**TASK DESCRIPTION**.
List every line in the rows below that contains the string "positive". Matching is case-sensitive.
** Opening EXERCISE DATA block **
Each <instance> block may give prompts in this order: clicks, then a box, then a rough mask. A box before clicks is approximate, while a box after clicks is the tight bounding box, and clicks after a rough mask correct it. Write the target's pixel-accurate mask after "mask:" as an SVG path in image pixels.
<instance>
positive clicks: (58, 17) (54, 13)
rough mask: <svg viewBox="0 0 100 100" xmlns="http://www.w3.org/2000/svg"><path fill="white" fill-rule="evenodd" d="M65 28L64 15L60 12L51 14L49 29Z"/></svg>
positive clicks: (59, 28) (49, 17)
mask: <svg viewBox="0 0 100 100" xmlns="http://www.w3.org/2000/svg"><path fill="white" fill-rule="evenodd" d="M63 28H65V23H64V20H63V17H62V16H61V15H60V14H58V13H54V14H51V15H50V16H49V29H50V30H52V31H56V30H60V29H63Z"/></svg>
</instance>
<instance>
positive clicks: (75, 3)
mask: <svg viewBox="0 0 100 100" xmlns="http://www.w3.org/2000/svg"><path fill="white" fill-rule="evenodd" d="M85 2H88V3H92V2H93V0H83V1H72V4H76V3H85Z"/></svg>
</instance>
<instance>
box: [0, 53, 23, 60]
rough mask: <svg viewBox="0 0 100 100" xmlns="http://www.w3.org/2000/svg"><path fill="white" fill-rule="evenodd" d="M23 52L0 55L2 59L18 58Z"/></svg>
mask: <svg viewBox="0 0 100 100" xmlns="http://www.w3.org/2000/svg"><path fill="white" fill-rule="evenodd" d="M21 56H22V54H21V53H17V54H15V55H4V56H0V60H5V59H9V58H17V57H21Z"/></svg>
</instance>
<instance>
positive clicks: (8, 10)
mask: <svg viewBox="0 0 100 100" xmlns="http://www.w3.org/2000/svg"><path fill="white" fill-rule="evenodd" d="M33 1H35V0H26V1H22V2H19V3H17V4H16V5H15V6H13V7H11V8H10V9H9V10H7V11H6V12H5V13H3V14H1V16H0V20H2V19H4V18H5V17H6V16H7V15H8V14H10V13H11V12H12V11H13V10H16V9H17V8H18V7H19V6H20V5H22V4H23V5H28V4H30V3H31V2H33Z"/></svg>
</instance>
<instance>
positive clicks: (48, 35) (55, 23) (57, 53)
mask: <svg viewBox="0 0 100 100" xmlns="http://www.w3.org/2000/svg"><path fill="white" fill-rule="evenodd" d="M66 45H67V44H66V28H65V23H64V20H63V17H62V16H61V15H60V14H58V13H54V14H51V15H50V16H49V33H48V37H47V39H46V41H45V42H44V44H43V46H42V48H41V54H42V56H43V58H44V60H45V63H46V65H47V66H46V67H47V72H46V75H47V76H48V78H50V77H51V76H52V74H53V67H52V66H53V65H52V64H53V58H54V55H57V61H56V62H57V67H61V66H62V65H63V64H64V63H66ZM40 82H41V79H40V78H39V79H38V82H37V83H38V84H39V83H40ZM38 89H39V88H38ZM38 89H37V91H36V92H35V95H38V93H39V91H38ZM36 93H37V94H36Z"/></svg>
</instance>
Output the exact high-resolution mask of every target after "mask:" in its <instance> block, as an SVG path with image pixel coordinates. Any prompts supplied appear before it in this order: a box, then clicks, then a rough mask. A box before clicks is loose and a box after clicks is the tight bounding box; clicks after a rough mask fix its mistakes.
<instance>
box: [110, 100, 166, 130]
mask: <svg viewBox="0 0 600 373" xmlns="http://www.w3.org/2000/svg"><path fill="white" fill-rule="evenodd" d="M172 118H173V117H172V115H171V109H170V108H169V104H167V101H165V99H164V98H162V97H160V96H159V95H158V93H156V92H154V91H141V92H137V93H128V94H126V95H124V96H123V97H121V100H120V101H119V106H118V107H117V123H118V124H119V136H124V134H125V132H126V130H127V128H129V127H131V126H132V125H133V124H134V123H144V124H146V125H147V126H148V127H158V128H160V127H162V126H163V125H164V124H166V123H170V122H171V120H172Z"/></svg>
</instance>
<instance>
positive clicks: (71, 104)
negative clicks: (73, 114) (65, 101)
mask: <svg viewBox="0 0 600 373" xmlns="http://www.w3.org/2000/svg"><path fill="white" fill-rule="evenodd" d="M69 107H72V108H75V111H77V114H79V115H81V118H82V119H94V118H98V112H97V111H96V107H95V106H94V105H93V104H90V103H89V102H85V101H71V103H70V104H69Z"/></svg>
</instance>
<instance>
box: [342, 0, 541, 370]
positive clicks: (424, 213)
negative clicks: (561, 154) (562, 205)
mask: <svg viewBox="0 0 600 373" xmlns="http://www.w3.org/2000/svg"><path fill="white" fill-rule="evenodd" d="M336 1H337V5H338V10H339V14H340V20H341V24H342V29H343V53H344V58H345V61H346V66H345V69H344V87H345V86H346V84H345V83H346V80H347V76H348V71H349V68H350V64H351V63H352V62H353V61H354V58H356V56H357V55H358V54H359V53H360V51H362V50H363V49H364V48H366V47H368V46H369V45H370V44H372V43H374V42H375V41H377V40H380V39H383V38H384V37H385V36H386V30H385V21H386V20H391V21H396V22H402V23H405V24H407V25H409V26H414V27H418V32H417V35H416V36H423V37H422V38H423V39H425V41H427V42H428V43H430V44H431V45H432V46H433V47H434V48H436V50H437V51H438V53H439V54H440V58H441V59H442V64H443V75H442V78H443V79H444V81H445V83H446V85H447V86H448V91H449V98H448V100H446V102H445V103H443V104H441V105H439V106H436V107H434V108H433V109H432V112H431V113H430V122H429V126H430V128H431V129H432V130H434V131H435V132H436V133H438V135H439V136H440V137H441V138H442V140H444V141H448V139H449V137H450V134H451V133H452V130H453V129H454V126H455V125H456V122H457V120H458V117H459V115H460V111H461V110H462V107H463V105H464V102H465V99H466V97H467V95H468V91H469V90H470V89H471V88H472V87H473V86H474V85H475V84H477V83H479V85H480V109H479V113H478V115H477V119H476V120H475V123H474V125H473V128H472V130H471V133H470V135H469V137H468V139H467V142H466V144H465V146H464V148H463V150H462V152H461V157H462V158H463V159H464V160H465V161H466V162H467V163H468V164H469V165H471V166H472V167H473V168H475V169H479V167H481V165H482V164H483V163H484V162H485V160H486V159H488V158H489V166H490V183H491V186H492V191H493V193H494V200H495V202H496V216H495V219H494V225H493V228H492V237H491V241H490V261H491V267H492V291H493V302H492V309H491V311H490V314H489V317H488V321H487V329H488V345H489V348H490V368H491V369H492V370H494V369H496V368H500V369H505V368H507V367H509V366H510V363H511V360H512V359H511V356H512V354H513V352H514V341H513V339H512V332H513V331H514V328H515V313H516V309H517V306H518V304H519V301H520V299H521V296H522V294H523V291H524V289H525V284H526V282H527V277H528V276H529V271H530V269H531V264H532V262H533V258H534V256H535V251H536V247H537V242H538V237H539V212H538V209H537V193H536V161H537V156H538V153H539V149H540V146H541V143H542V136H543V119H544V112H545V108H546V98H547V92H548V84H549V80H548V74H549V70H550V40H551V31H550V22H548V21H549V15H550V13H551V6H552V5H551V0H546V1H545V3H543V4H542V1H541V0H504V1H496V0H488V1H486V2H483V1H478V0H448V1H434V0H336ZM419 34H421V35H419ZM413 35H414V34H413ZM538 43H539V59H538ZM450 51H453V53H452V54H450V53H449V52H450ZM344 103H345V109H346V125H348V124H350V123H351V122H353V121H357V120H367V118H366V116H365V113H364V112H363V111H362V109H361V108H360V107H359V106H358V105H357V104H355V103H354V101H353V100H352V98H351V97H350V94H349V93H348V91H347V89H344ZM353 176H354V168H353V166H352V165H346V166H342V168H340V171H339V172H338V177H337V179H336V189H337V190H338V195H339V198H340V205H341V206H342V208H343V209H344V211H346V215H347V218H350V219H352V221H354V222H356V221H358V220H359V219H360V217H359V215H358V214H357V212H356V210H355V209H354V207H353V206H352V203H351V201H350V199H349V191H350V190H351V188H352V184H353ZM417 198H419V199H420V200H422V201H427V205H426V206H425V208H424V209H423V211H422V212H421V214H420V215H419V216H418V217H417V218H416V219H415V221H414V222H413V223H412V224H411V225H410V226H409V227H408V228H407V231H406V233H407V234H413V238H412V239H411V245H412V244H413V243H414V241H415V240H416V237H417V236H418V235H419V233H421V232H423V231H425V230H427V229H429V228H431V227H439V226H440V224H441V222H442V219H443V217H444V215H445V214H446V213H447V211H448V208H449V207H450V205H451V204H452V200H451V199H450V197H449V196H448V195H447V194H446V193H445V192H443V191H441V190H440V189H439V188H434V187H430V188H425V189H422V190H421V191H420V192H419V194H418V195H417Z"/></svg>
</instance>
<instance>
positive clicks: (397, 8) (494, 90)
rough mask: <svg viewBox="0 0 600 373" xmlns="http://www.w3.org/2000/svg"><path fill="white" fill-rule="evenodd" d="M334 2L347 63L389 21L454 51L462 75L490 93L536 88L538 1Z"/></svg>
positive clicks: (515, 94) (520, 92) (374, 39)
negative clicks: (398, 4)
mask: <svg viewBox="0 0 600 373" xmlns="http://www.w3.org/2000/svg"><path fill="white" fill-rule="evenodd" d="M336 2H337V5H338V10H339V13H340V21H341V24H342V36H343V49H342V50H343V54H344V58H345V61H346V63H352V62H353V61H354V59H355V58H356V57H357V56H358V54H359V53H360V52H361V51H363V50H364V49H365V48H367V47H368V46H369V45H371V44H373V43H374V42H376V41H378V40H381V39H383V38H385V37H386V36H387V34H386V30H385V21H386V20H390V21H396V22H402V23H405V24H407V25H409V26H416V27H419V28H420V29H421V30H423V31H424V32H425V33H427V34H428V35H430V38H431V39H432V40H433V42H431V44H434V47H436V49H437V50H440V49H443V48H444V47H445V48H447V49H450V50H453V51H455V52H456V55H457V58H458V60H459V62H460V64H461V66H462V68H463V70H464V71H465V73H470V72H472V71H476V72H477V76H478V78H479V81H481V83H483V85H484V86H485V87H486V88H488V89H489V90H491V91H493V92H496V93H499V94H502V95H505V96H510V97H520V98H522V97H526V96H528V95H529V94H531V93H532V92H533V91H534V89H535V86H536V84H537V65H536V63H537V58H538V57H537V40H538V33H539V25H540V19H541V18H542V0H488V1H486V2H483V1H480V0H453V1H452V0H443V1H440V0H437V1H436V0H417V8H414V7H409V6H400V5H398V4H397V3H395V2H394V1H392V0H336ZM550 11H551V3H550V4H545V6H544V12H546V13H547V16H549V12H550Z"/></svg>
** Closing EXERCISE DATA block **
**WRITTEN RESPONSE**.
positive clicks: (58, 17) (54, 13)
positive clicks: (59, 28) (49, 17)
positive clicks: (75, 3)
positive clicks: (8, 10)
positive clicks: (48, 35) (55, 23) (57, 53)
positive clicks: (71, 104)
positive clicks: (424, 213)
positive clicks: (397, 8) (494, 90)
positive clicks: (515, 94) (520, 92) (374, 39)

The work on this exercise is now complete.